Coordinate annotation entries:
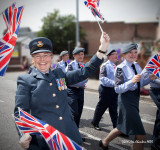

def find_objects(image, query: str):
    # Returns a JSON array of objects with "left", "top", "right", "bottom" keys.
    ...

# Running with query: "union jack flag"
[
  {"left": 84, "top": 0, "right": 104, "bottom": 22},
  {"left": 14, "top": 108, "right": 82, "bottom": 150},
  {"left": 145, "top": 54, "right": 160, "bottom": 78},
  {"left": 0, "top": 3, "right": 24, "bottom": 76}
]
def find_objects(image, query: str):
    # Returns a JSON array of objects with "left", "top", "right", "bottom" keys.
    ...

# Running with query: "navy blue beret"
[
  {"left": 122, "top": 44, "right": 138, "bottom": 54},
  {"left": 60, "top": 51, "right": 68, "bottom": 56},
  {"left": 29, "top": 37, "right": 53, "bottom": 54},
  {"left": 72, "top": 47, "right": 85, "bottom": 54},
  {"left": 106, "top": 49, "right": 116, "bottom": 56}
]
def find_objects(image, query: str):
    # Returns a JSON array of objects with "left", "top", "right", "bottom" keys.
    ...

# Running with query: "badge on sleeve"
[{"left": 116, "top": 68, "right": 122, "bottom": 77}]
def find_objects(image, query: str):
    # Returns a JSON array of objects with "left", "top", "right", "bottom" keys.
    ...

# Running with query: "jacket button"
[
  {"left": 52, "top": 93, "right": 56, "bottom": 97},
  {"left": 59, "top": 117, "right": 63, "bottom": 120},
  {"left": 56, "top": 105, "right": 59, "bottom": 109}
]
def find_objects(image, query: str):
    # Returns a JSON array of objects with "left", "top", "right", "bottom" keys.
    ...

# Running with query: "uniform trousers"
[
  {"left": 149, "top": 88, "right": 160, "bottom": 149},
  {"left": 92, "top": 85, "right": 118, "bottom": 128},
  {"left": 67, "top": 87, "right": 84, "bottom": 128}
]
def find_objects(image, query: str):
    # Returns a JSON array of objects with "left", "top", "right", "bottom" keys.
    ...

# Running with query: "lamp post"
[
  {"left": 156, "top": 8, "right": 160, "bottom": 40},
  {"left": 76, "top": 0, "right": 80, "bottom": 47},
  {"left": 68, "top": 40, "right": 73, "bottom": 57}
]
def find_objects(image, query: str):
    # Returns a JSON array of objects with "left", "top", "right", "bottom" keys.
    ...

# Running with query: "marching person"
[
  {"left": 66, "top": 48, "right": 87, "bottom": 128},
  {"left": 91, "top": 49, "right": 118, "bottom": 130},
  {"left": 99, "top": 44, "right": 155, "bottom": 150},
  {"left": 149, "top": 79, "right": 160, "bottom": 150},
  {"left": 56, "top": 51, "right": 69, "bottom": 72},
  {"left": 14, "top": 32, "right": 109, "bottom": 150}
]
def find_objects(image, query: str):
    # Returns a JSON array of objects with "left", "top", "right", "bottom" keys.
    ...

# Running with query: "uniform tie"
[
  {"left": 78, "top": 63, "right": 81, "bottom": 68},
  {"left": 132, "top": 64, "right": 140, "bottom": 95},
  {"left": 64, "top": 61, "right": 67, "bottom": 67}
]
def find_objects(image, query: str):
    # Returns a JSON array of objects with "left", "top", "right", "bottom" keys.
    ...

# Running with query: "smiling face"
[
  {"left": 124, "top": 49, "right": 138, "bottom": 63},
  {"left": 62, "top": 54, "right": 69, "bottom": 61},
  {"left": 108, "top": 52, "right": 118, "bottom": 63},
  {"left": 32, "top": 52, "right": 53, "bottom": 73},
  {"left": 73, "top": 52, "right": 84, "bottom": 62}
]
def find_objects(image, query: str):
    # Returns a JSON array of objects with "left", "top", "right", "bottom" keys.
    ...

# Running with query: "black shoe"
[
  {"left": 99, "top": 140, "right": 108, "bottom": 150},
  {"left": 151, "top": 145, "right": 160, "bottom": 150},
  {"left": 91, "top": 122, "right": 101, "bottom": 131},
  {"left": 119, "top": 133, "right": 129, "bottom": 138},
  {"left": 82, "top": 138, "right": 86, "bottom": 142}
]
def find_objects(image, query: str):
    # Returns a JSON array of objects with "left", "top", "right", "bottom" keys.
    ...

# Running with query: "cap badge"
[{"left": 37, "top": 41, "right": 44, "bottom": 47}]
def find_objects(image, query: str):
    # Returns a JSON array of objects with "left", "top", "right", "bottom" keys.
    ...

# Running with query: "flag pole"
[{"left": 95, "top": 16, "right": 103, "bottom": 33}]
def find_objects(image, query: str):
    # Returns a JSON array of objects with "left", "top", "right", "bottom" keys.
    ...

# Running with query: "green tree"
[{"left": 37, "top": 10, "right": 85, "bottom": 54}]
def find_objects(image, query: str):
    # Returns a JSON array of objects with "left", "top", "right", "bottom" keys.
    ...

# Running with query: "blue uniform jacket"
[
  {"left": 14, "top": 55, "right": 103, "bottom": 144},
  {"left": 56, "top": 60, "right": 66, "bottom": 72},
  {"left": 115, "top": 60, "right": 151, "bottom": 93},
  {"left": 99, "top": 60, "right": 115, "bottom": 87},
  {"left": 66, "top": 60, "right": 87, "bottom": 88}
]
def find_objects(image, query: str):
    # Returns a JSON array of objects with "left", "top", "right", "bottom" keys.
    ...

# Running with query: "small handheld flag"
[
  {"left": 145, "top": 54, "right": 160, "bottom": 78},
  {"left": 84, "top": 0, "right": 104, "bottom": 32},
  {"left": 14, "top": 108, "right": 82, "bottom": 150}
]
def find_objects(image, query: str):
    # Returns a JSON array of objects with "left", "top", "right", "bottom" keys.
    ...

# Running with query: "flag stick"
[{"left": 95, "top": 16, "right": 103, "bottom": 33}]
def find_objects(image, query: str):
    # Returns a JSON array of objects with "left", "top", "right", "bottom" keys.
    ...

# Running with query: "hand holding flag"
[
  {"left": 142, "top": 54, "right": 160, "bottom": 78},
  {"left": 14, "top": 108, "right": 82, "bottom": 150},
  {"left": 84, "top": 0, "right": 104, "bottom": 33}
]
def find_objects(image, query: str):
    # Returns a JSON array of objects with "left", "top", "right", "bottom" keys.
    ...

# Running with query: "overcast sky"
[{"left": 0, "top": 0, "right": 160, "bottom": 37}]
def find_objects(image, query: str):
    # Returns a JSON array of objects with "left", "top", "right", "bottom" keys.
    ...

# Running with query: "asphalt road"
[{"left": 0, "top": 72, "right": 156, "bottom": 150}]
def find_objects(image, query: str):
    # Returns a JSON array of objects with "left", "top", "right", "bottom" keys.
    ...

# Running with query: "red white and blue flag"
[
  {"left": 0, "top": 3, "right": 24, "bottom": 76},
  {"left": 84, "top": 0, "right": 104, "bottom": 22},
  {"left": 14, "top": 108, "right": 82, "bottom": 150},
  {"left": 145, "top": 54, "right": 160, "bottom": 78}
]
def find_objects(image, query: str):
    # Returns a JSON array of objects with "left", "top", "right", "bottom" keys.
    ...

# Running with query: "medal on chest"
[{"left": 56, "top": 78, "right": 67, "bottom": 91}]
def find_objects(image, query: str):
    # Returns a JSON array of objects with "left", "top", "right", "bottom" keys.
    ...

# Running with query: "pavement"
[{"left": 86, "top": 78, "right": 153, "bottom": 103}]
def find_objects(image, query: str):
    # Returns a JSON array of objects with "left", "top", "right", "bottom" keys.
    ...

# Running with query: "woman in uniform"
[
  {"left": 14, "top": 32, "right": 109, "bottom": 150},
  {"left": 99, "top": 44, "right": 156, "bottom": 150}
]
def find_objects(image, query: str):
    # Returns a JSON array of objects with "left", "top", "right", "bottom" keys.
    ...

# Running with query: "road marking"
[
  {"left": 83, "top": 106, "right": 154, "bottom": 125},
  {"left": 80, "top": 130, "right": 127, "bottom": 150}
]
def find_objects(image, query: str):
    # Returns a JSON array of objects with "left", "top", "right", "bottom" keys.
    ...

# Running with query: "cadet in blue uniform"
[
  {"left": 66, "top": 48, "right": 87, "bottom": 127},
  {"left": 91, "top": 49, "right": 118, "bottom": 130},
  {"left": 14, "top": 32, "right": 109, "bottom": 150},
  {"left": 56, "top": 51, "right": 69, "bottom": 72},
  {"left": 149, "top": 79, "right": 160, "bottom": 150},
  {"left": 99, "top": 44, "right": 155, "bottom": 150}
]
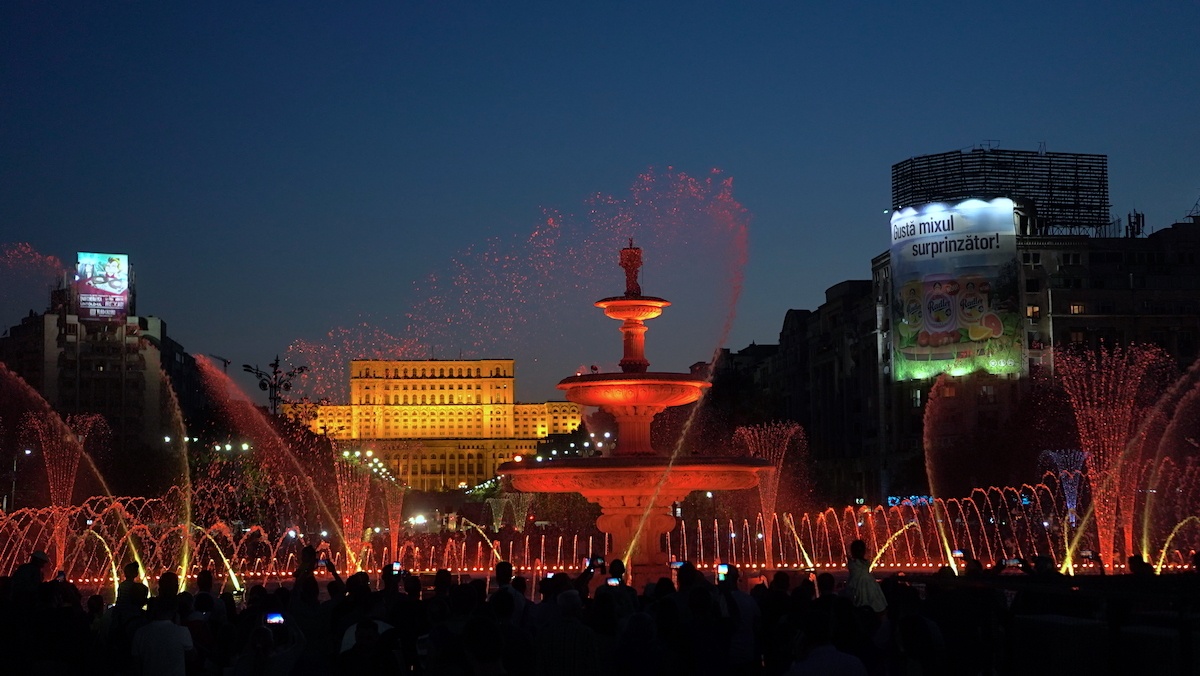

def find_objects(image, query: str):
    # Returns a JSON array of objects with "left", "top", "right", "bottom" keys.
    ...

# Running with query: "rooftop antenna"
[{"left": 209, "top": 354, "right": 229, "bottom": 373}]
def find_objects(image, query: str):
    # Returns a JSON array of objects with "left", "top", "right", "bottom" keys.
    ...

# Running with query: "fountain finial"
[{"left": 620, "top": 238, "right": 642, "bottom": 298}]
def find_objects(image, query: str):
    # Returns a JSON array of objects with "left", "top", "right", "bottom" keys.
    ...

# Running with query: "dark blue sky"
[{"left": 0, "top": 0, "right": 1200, "bottom": 400}]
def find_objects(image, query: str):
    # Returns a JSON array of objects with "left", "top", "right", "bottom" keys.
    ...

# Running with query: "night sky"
[{"left": 0, "top": 0, "right": 1200, "bottom": 401}]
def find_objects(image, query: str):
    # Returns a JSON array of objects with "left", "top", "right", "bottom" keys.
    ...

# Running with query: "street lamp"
[
  {"left": 241, "top": 354, "right": 308, "bottom": 415},
  {"left": 4, "top": 448, "right": 34, "bottom": 512}
]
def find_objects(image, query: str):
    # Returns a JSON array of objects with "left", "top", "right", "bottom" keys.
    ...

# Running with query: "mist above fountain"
[{"left": 499, "top": 240, "right": 769, "bottom": 580}]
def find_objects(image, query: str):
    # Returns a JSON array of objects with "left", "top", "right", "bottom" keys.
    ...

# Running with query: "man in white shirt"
[
  {"left": 846, "top": 540, "right": 888, "bottom": 615},
  {"left": 133, "top": 597, "right": 192, "bottom": 676}
]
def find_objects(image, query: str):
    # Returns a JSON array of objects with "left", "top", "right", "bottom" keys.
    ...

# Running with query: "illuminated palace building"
[{"left": 302, "top": 359, "right": 583, "bottom": 490}]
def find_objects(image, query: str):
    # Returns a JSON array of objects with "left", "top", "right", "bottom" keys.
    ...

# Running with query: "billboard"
[
  {"left": 890, "top": 198, "right": 1026, "bottom": 381},
  {"left": 76, "top": 252, "right": 130, "bottom": 322}
]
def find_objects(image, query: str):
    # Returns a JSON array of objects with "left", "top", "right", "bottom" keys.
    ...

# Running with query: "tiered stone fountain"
[{"left": 499, "top": 240, "right": 768, "bottom": 581}]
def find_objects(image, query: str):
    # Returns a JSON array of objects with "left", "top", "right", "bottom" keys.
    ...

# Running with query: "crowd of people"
[{"left": 0, "top": 540, "right": 1195, "bottom": 676}]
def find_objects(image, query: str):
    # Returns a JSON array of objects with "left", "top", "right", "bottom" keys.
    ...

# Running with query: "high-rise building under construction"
[{"left": 892, "top": 145, "right": 1111, "bottom": 235}]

▸ Direction
Please extract every line in the entries above that contains the string "badge", treating uppercase and lowercase as different.

▸ Answer to this exercise
# Running with query: "badge on sleeve"
# Running with query: "cap badge"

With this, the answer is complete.